(Stored items)
★ ★ ★

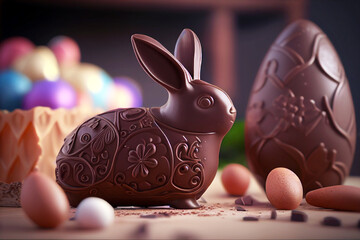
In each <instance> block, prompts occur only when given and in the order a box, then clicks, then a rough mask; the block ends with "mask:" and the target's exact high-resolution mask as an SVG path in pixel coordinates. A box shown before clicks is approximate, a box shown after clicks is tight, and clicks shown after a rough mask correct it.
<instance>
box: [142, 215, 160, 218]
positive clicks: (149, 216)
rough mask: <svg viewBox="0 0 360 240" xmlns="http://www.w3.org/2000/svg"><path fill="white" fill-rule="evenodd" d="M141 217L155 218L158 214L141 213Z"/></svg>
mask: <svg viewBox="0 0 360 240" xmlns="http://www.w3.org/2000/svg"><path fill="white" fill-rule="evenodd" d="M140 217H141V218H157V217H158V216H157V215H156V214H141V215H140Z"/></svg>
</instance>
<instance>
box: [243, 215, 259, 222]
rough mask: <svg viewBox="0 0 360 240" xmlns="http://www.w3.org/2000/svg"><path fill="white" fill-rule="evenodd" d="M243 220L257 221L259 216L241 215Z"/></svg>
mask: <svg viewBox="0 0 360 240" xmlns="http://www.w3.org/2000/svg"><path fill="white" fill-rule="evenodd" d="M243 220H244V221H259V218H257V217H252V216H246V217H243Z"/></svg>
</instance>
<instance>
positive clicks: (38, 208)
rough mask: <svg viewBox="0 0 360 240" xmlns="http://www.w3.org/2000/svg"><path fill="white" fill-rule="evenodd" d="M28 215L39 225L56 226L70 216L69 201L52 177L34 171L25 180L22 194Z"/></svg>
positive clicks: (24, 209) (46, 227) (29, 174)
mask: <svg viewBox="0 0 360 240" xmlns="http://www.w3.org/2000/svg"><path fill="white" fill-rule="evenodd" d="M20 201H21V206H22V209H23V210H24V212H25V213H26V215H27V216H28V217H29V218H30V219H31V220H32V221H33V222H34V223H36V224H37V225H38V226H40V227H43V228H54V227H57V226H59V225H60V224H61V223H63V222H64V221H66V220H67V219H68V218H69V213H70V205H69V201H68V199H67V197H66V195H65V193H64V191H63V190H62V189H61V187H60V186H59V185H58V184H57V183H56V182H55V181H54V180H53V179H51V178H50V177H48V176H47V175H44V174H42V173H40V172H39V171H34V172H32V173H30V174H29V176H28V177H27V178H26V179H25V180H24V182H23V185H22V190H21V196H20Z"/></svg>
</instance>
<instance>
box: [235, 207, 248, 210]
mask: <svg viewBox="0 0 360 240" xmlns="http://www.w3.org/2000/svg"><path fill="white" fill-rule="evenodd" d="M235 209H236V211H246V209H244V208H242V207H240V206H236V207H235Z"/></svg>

★ ★ ★

What the exercise asks
Repeat the data exactly. No pictures should appear.

Output of the exercise
In each <instance> block, prompts occur only when given and in the order a box, then clicks, then a rough mask; the block ends with "mask:" and the target's exact high-resolution mask as an SVG path in pixel coordinates. A box shown before clicks is approximate, a box shown after clicks is tight, and clicks shown after a rough mask correct it.
<instance>
box: [142, 215, 160, 218]
positive clicks: (149, 216)
rough mask: <svg viewBox="0 0 360 240" xmlns="http://www.w3.org/2000/svg"><path fill="white" fill-rule="evenodd" d="M141 217L155 218L158 214L141 213Z"/></svg>
mask: <svg viewBox="0 0 360 240" xmlns="http://www.w3.org/2000/svg"><path fill="white" fill-rule="evenodd" d="M140 217H141V218H157V217H158V216H157V215H156V214H141V215H140Z"/></svg>
</instance>
<instance>
box: [243, 215, 259, 222]
rough mask: <svg viewBox="0 0 360 240" xmlns="http://www.w3.org/2000/svg"><path fill="white" fill-rule="evenodd" d="M243 220L257 221L259 216L241 215Z"/></svg>
mask: <svg viewBox="0 0 360 240" xmlns="http://www.w3.org/2000/svg"><path fill="white" fill-rule="evenodd" d="M243 220H244V221H259V218H257V217H252V216H246V217H243Z"/></svg>
</instance>
<instance>
positive clicks: (38, 208)
rough mask: <svg viewBox="0 0 360 240" xmlns="http://www.w3.org/2000/svg"><path fill="white" fill-rule="evenodd" d="M28 215L39 225L56 226L70 216L69 201L52 177L34 171L25 180L22 194Z"/></svg>
positive clicks: (24, 209) (46, 227) (29, 174)
mask: <svg viewBox="0 0 360 240" xmlns="http://www.w3.org/2000/svg"><path fill="white" fill-rule="evenodd" d="M20 201H21V206H22V209H23V210H24V212H25V213H26V215H27V216H28V217H29V218H30V219H31V220H32V221H33V222H34V223H36V224H37V225H38V226H40V227H43V228H54V227H57V226H59V225H60V224H61V223H63V222H64V221H66V220H67V219H68V218H69V213H70V205H69V201H68V199H67V197H66V195H65V193H64V191H63V190H62V189H61V187H60V186H59V185H58V184H57V183H56V182H55V181H54V180H53V179H51V178H50V177H48V176H47V175H44V174H42V173H40V172H39V171H34V172H32V173H30V174H29V176H28V177H27V178H26V179H25V180H24V182H23V185H22V190H21V196H20Z"/></svg>
</instance>
<instance>
box: [235, 207, 248, 210]
mask: <svg viewBox="0 0 360 240" xmlns="http://www.w3.org/2000/svg"><path fill="white" fill-rule="evenodd" d="M235 209H236V211H246V209H244V208H242V207H240V206H236V207H235Z"/></svg>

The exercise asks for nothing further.